▶ **EXERCISE 1**:
Copy the records from their first line through the line containing "[[99, 220, 163, 265], [452, 213, 535, 261]]", both ends included and the requests kept. Shift every bounding-box coordinate in the answers by adding -117, and give only those lines.

▶ **PAGE EXTRACT**:
○ ○ ○

The key word being cities.


----------



## Nemesis 1ism (Oct 29, 2018)

I HAVE FIBER OPTIC BUT I only bought the 30 Mbs down 15Mbs up.  if I need more  it's easy to get I am happy just as is. IF I need more it takes 5 min. to boost speed to 100Mbs pretty dang good considering I live in usa rust belt rural area


----------



## jboydgolfer (Oct 29, 2018)

it always blows my mind that north america doesnt have these speed everywhere. we have options for 1Gb speed, but it costs a fortune.


----------



## Frick (Oct 29, 2018)

TPU'll load so fast yo.


----------



## Easy Rhino (Oct 29, 2018)

jboydgolfer said:


> it always blows my mind that north america doesnt have these speed everywhere. we have options for 1Gb speed, but it costs a fortune.



Why does it blow your mind? US was the first to invest in the infrastructure and the US is huge. It is very easy to run fiber around modern South Korean cities and suburbs.


----------



## silentbogo (Oct 29, 2018)

eidairaman1 said:


> I used to do fiber installs on newer homes and Apartments now the Telco company AT&T is finally starting to put fiber to the home in older neighborhoods whereas it was fiber to the node, from there Voice Grade or cat 3 wire.


My neighbor is an ISP, hence the free 100Mbit/s fiber.
What I meant is that most ISPs in my area won't even do fiber to the endpoint for residential customers. They stick a couple of switches and an ONT in the maintenance closet and everyone shares the same uplink (2G at most). That's how I may get stuck with "up to" 500Mbit/s but realistically get there only between 4AM and 7AM on Mondays.  It's still called "Fiberoptic internet", even though the nearest optic fiber may not even be in your building...




jboydgolfer said:


> it always blows my mind that north america doesnt have these speed everywhere. we have options for 1Gb speed, but it costs a fortune.


Exactly. Whatever you pay for your 30Mbit/s connection in US will probably cover our local dedicated Gig channel w/ ext. IP, unlimited 4G service on your phone, IPTV, all utilities, and a case of cold beer.


----------



## eidairaman1 (Oct 29, 2018)

silentbogo said:


> My neighbor is an ISP, hence the free 100Mbit/s fiber.
> What I meant is that most ISPs in my area won't even do fiber to the endpoint for residential customers. They stick a couple of switches and an ONT in the maintenance closet and everyone shares the same uplink (2G at most). That's how I may get stuck with "up to" 500Mbit/s but realistically get there only between 4AM and 7AM on Mondays.  It's still called "Fiberoptic internet", even though the nearest optic fiber may not even be in your building...
> 
> 
> ...



There is the PON and AON as well.


----------



## king of swag187 (Oct 29, 2018)

If only American ISP's would stop filling their pockets wish cash and decided to up our infrastructure. I'm in one of the lucky parts, I can atleast get 400 down, but only around 30 up which is a oof, but it's better than my previous 25/5


----------



## Nemesis 1ism (Oct 29, 2018)

Ping

1 ms
Download

92.36 Mbps
Upload

14.52 Mbs   I JUST ran the test my down is suppose to be 30Mbs but  I like the speed the test gave but my ping is really nice.game on


----------



## Athlonite (Oct 29, 2018)

○ ○ ○

▶ **THE INPUT**:
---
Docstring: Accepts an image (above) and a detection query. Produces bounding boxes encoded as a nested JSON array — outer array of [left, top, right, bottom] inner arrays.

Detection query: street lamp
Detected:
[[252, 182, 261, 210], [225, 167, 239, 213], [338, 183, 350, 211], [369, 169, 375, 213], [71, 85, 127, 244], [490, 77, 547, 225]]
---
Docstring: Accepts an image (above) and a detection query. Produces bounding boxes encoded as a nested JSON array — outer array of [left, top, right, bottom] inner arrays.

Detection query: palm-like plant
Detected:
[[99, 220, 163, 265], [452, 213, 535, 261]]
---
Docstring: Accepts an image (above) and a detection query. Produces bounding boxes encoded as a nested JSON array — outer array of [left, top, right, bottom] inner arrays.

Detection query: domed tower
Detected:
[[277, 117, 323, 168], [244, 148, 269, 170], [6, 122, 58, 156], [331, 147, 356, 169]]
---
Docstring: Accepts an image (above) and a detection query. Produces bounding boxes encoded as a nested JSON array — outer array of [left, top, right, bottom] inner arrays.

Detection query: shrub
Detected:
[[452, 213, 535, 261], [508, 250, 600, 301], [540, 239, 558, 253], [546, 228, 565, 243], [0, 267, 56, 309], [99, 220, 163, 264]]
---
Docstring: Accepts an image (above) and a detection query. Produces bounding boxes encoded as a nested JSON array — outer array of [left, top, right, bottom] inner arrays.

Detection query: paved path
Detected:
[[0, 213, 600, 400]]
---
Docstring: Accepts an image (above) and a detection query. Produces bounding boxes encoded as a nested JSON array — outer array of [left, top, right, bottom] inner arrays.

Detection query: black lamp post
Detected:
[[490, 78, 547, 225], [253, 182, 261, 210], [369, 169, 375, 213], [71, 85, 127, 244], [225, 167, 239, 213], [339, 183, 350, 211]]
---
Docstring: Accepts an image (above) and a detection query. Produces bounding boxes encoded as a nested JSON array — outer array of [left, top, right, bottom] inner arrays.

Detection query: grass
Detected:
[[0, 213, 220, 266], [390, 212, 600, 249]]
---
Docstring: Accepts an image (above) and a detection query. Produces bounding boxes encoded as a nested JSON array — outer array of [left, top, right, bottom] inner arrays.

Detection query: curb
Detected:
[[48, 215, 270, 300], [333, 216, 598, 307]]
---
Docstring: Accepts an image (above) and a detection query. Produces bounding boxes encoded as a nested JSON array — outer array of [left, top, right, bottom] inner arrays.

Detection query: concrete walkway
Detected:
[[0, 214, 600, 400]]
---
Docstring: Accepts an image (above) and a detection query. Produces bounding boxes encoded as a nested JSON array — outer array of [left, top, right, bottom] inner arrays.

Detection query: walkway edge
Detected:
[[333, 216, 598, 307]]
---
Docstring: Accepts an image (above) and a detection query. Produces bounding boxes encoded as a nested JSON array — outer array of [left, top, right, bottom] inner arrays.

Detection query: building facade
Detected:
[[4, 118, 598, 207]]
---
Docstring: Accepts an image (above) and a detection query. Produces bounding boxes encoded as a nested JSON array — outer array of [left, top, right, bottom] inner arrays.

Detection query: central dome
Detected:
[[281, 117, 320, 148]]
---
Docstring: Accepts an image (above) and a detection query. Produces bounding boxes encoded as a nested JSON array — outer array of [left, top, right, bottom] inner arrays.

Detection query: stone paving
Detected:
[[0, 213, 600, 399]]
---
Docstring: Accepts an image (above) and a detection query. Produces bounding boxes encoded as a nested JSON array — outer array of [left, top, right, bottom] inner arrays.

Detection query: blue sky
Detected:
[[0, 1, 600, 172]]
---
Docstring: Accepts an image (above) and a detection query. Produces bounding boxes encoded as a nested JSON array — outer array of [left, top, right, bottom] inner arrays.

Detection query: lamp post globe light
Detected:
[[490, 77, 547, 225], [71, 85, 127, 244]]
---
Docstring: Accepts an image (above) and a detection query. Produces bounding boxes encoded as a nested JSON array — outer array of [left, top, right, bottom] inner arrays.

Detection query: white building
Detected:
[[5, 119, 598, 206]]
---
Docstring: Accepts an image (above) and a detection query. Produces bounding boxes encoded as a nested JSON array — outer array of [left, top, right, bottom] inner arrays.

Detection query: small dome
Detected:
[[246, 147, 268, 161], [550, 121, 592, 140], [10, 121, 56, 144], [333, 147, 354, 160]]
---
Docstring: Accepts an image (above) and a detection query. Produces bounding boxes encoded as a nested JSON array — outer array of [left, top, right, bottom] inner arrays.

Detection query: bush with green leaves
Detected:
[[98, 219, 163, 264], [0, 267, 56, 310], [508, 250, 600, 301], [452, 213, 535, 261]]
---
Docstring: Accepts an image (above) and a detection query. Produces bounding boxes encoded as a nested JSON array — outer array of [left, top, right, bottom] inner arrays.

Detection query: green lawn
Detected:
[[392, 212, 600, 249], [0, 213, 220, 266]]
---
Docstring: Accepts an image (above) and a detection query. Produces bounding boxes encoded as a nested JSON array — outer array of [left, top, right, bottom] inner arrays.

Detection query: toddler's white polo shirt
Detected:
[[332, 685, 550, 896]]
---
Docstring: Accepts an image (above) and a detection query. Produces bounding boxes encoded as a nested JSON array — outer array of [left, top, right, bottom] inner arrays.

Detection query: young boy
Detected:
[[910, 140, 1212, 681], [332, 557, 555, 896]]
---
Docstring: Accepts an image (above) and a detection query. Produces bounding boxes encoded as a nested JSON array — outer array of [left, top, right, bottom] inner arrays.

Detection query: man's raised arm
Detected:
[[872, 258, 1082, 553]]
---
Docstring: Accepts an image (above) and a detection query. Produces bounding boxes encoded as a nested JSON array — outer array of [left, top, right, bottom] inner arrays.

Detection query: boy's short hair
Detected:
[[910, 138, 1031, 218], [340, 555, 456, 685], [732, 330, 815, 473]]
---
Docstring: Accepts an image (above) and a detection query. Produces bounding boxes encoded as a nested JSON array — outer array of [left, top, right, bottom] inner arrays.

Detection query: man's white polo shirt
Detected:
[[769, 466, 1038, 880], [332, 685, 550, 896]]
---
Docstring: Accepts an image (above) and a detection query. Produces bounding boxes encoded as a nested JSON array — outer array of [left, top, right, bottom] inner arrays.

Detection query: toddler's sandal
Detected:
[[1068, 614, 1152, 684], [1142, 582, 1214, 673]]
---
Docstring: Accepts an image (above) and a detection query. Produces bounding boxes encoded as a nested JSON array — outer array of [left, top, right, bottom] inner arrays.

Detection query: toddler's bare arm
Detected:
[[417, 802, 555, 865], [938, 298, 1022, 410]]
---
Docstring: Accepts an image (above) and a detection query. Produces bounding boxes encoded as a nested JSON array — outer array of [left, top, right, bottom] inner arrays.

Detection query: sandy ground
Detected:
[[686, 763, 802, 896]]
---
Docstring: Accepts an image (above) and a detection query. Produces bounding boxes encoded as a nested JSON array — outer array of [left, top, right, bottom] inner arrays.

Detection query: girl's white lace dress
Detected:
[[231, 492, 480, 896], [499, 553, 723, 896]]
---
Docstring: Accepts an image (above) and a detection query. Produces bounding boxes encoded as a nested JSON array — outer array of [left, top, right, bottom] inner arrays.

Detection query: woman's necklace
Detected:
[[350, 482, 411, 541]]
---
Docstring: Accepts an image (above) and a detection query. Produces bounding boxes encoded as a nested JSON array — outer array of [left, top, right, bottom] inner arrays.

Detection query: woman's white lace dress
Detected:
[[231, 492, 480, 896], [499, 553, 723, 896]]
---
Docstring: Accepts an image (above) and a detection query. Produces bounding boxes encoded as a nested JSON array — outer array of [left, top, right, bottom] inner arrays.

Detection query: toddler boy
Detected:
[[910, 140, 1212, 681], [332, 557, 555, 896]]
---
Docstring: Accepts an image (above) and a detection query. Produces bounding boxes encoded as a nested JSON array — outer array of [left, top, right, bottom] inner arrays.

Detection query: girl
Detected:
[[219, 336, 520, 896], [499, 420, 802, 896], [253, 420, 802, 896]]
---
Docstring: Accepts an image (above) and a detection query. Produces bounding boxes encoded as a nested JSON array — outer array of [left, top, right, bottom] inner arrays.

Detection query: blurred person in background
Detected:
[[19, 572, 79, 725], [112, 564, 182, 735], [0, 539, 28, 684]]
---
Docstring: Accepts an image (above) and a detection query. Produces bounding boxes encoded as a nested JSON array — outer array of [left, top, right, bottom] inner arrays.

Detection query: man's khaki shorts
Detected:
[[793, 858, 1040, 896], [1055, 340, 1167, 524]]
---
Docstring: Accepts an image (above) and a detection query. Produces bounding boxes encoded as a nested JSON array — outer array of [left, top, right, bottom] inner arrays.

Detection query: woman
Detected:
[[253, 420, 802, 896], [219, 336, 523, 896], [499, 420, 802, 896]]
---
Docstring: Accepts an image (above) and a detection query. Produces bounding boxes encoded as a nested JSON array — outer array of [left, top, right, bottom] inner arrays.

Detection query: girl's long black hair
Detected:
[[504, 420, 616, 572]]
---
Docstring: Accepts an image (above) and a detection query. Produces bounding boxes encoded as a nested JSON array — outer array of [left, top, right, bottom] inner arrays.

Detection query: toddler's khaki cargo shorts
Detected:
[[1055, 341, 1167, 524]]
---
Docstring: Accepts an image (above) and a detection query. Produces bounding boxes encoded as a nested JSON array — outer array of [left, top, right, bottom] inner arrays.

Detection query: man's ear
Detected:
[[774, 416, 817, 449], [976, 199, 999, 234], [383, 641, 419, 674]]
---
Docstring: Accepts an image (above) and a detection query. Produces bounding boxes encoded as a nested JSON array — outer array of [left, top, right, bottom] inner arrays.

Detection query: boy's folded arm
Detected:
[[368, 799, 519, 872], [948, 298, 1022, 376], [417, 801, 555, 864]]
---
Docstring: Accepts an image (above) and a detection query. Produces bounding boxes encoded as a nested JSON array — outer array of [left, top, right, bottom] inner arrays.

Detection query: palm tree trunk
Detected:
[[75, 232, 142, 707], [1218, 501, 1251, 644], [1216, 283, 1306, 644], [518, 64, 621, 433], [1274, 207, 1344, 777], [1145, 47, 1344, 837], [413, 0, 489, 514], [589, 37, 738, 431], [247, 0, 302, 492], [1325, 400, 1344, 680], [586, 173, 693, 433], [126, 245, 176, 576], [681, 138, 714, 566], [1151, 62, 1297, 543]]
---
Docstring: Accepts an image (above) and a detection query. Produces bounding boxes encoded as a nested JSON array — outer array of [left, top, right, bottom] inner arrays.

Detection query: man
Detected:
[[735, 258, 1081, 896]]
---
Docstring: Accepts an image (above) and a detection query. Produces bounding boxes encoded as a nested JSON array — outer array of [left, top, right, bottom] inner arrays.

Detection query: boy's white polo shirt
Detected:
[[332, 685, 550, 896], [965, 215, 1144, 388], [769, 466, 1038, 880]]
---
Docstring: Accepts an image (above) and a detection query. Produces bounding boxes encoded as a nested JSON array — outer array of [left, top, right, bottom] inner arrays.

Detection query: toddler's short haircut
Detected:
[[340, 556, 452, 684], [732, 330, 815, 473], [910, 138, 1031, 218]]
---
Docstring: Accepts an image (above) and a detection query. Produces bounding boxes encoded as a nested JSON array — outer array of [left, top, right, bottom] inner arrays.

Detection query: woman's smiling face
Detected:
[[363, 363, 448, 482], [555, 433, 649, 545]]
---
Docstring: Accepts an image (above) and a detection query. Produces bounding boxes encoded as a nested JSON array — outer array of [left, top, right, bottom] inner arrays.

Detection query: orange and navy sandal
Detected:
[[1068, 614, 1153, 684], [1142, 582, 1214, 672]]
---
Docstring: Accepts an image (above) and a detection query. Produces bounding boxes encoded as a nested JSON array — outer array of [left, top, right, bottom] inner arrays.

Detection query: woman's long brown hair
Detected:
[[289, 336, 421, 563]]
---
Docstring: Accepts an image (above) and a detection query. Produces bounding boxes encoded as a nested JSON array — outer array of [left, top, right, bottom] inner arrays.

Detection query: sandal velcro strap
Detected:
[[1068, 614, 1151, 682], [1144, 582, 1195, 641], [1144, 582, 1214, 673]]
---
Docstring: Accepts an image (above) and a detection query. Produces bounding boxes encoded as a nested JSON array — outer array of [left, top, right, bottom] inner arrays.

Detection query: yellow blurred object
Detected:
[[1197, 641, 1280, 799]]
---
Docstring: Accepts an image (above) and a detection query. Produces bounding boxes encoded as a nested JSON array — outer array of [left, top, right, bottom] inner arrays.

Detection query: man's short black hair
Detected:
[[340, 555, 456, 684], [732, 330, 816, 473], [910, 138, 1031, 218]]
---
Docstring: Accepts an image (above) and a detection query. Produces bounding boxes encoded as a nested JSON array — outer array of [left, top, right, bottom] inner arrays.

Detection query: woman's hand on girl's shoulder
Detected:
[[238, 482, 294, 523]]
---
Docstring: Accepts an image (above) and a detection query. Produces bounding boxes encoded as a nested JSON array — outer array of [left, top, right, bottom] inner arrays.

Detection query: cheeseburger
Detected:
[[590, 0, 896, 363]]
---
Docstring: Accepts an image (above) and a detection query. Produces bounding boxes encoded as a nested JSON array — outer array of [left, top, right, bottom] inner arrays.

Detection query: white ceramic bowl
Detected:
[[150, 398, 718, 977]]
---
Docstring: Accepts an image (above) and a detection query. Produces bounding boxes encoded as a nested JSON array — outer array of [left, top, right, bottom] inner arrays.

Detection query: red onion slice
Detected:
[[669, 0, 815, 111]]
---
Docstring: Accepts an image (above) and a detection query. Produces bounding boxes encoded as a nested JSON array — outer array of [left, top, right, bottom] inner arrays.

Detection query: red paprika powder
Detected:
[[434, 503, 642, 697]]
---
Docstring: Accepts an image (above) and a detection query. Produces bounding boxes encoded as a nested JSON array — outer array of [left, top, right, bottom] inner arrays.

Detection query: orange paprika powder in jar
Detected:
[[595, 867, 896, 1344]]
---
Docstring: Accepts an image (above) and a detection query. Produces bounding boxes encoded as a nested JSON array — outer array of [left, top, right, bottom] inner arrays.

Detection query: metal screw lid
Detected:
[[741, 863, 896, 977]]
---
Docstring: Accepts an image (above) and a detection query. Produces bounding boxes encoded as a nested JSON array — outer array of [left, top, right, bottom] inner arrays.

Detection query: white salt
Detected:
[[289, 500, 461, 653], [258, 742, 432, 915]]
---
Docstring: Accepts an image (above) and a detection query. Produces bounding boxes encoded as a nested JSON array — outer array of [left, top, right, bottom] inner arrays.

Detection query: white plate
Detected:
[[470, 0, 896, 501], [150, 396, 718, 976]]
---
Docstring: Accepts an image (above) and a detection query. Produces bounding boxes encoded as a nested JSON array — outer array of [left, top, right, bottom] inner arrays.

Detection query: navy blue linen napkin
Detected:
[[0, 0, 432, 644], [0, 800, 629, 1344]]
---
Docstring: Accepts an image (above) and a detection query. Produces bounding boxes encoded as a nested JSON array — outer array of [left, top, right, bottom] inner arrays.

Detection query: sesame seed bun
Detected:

○ ○ ○

▶ **EXERCISE 2**:
In the forum thread on internet speeds, what upload speed did the test run by Nemesis 1ism show?

▶ **CORRECT RESULT 1**:
---
Docstring: Accepts an image (above) and a detection query. Produces bounding boxes encoded as a nested JSON array — outer array of [left, top, right, bottom] inner arrays.

Detection query: street lamp
Detected:
[[135, 65, 144, 93], [108, 50, 122, 96], [221, 66, 233, 94], [252, 52, 258, 96], [-46, -32, 10, 127], [373, -40, 430, 108]]
---
Docstring: Accepts an image (above) and a detection query. Produces bounding boxes encoded as a nested JSON array — outer array of [left, top, right, bottom] inner arrays.

Detection query: palm-like plant
Detected:
[[-18, 103, 46, 148], [335, 96, 418, 144]]

▶ **CORRECT RESULT 2**:
14.52 Mbs